**SUPPLIED PASSAGE**
This isn’t what he’s always done – I met him at work doing what most people would describe as a perfectly respectable job, and on the side he’d play a bit of poker. 10 years and 2 children later, my husband is a full time gambler and co-owns educating and advising on how to gamble responsibly for positive expected value.

I write this blog as a result of questions and feedback I’ve had over the last 3 years, and to share the other side of this story – what is it really like when your partner makes a living out of something that most people consider to be an unacceptable and irresponsible risk.

When we first told people that he was going to quit his job to do this full time, I was mostly met with a mixture of surprise, and occasional incredulity. We worked for the same company and knew the same people – many of whom saw my husband as a bit of a wildcard and me as the sensible one.

His dad also had some strong thoughts on the matter, and on his last day at work, kept saying to him “I’m sure if you went back in now and told them you’d changed your mind, they’d take you back”. This has been a surprisingly common theme over the last few years, with people often asking me when my husband will be returning to “the real world”.

A brief timeline to put this all into context – 3 years ago when our daughter was born, my husband spent most of his week on the road commuting from our home in Worcestershire to a job on the outskirts of London. The job was incredibly complex and he did get a good amount of job satisfaction from it. However, as many parents will recognise, he really only saw our child at the weekend when he was absolutely exhausted, and he started to feel like he was missing out.

A few years before this he had started to dabble in advantage betting, and as his interest and success started to grow, we started to be able to save some serious cash. In fact, he started to earn more in this side project than he did from his day job.

He decided after I went back to work from maternity leave that he wanted a go at full time parenting/gambling and was granted a 9 month sabbatical. At the end of the 9 months he was unrecognisable – he’d lost about 3 stone in weight, his relationship with our daughter had become something really beautiful to see and he was generally a lot happier. So, we took the decision that instead of going back to work, he would give his side project a bigger go and see how it all worked out.

Items listed in a dataset
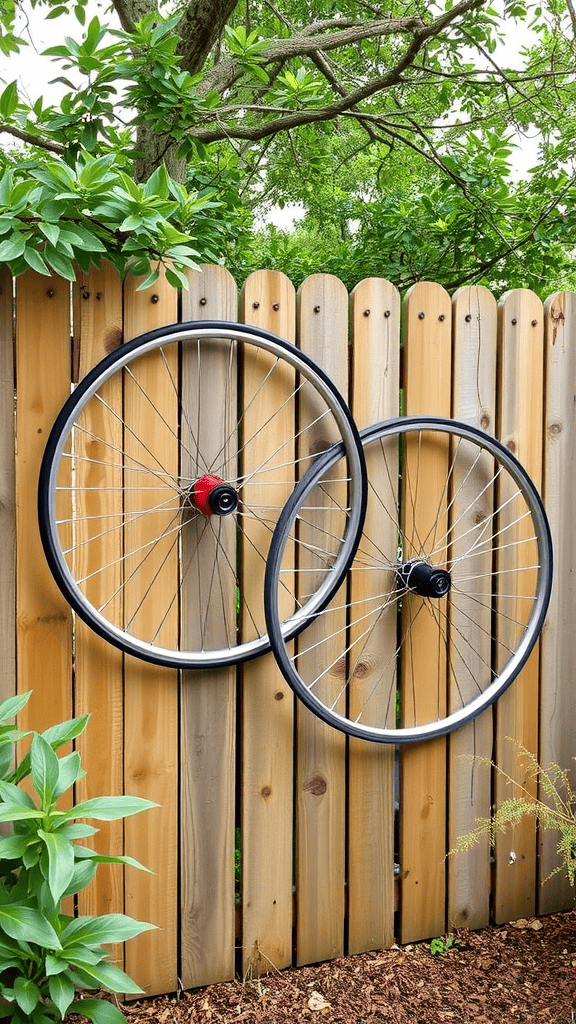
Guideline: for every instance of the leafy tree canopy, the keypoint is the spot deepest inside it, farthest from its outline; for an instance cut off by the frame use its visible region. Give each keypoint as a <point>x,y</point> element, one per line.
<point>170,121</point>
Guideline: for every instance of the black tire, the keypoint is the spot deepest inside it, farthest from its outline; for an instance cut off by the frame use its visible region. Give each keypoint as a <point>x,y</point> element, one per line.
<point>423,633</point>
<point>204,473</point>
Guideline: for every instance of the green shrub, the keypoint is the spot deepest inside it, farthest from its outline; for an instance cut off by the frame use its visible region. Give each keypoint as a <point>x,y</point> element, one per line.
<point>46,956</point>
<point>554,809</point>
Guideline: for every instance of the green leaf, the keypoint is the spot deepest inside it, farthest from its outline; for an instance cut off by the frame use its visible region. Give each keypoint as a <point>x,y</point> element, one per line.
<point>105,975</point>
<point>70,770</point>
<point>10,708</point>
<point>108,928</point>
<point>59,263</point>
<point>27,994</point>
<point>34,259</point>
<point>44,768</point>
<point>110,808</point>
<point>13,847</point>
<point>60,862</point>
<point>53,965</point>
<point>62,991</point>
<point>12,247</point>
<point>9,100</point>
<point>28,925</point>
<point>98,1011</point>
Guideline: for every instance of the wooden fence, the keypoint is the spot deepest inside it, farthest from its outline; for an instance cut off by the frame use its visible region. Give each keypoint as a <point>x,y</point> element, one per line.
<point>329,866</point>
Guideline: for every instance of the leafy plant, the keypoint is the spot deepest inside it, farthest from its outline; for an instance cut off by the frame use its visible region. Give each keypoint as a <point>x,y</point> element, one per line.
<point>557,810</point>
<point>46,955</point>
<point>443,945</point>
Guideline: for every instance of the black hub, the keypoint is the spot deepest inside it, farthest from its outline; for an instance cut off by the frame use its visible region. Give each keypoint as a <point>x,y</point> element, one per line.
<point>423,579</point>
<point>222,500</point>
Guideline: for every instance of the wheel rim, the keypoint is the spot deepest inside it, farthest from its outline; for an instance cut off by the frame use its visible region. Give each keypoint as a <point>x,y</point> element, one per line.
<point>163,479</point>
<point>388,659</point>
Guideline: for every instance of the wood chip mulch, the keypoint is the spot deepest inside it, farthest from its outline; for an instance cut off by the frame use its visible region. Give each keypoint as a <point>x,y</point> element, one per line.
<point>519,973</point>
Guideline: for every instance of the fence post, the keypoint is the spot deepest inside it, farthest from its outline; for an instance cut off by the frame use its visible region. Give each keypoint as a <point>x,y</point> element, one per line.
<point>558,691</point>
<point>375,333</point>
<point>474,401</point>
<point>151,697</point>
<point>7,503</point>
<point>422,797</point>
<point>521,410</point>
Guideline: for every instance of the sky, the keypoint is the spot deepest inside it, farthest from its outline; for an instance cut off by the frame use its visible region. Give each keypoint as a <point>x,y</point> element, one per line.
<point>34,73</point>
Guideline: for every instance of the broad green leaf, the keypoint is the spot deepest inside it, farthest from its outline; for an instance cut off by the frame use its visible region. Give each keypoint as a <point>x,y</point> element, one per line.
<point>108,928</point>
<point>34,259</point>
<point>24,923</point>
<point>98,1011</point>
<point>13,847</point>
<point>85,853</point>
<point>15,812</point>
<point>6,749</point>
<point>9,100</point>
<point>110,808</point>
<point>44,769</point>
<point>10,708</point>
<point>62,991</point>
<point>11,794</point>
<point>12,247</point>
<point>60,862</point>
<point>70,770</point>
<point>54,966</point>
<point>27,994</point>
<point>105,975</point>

**TO-DO LIST**
• a. Reproduce the part of the blog excerpt that opens with the words containing "This isn’t what" and closes with "positive expected value.".
• b. State whether each statement agrees with the blog excerpt. Answer yes or no and quote the deciding words. (i) The husband was given a nine-month sabbatical. (ii) The narrator and the husband were employed by different companies. (iii) The husband's side project never earned more than his day job.

**TASK RESPONSES**
• a.
This isn’t what he’s always done – I met him at work doing what most people would describe as a perfectly respectable job, and on the side he’d play a bit of poker. 10 years and 2 children later, my husband is a full time gambler and co-owns educating and advising on how to gamble responsibly for positive expected value.

• b.
(i) Yes: "was granted a 9 month sabbatical"
(ii) No: "We worked for the same company and knew the same people"
(iii) No: "he started to earn more in this side project than he did from his day job"